***** Listing *****

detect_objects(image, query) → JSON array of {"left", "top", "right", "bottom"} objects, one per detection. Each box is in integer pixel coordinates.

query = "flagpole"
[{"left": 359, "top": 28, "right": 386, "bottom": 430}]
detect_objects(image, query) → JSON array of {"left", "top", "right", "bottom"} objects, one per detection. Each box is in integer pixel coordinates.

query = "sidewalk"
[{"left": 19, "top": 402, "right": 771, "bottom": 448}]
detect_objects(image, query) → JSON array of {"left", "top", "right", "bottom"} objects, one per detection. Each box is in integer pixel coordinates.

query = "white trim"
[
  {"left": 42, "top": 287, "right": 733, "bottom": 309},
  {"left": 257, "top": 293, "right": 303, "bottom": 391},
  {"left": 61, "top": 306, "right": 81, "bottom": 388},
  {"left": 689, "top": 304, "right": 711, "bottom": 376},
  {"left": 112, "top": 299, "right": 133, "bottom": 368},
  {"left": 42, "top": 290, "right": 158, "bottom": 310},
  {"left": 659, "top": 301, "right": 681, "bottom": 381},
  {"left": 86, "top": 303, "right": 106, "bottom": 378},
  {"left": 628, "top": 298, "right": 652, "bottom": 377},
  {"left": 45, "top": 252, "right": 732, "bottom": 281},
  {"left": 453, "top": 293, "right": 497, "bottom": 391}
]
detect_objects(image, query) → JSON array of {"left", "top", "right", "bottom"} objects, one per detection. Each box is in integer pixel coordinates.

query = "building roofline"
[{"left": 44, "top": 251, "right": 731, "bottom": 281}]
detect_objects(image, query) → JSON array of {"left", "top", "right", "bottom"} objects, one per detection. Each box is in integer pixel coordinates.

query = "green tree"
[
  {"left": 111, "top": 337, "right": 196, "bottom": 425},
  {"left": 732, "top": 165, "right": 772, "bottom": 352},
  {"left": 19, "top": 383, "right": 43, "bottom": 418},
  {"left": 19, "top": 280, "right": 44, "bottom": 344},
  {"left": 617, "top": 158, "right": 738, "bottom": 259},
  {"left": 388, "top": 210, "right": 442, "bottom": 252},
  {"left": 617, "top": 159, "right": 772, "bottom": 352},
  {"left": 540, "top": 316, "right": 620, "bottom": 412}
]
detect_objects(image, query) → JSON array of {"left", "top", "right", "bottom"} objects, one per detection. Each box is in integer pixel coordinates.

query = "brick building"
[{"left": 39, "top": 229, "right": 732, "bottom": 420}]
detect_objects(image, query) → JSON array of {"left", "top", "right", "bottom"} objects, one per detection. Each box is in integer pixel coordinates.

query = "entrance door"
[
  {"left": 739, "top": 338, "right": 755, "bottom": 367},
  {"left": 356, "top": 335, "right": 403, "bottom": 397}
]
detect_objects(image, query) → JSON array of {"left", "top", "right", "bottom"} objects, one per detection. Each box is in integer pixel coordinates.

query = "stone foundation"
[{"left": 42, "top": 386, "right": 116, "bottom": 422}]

*****

What to do:
How many lines in the records above contain the word "building"? Reply with the number alone.

Written answer:
2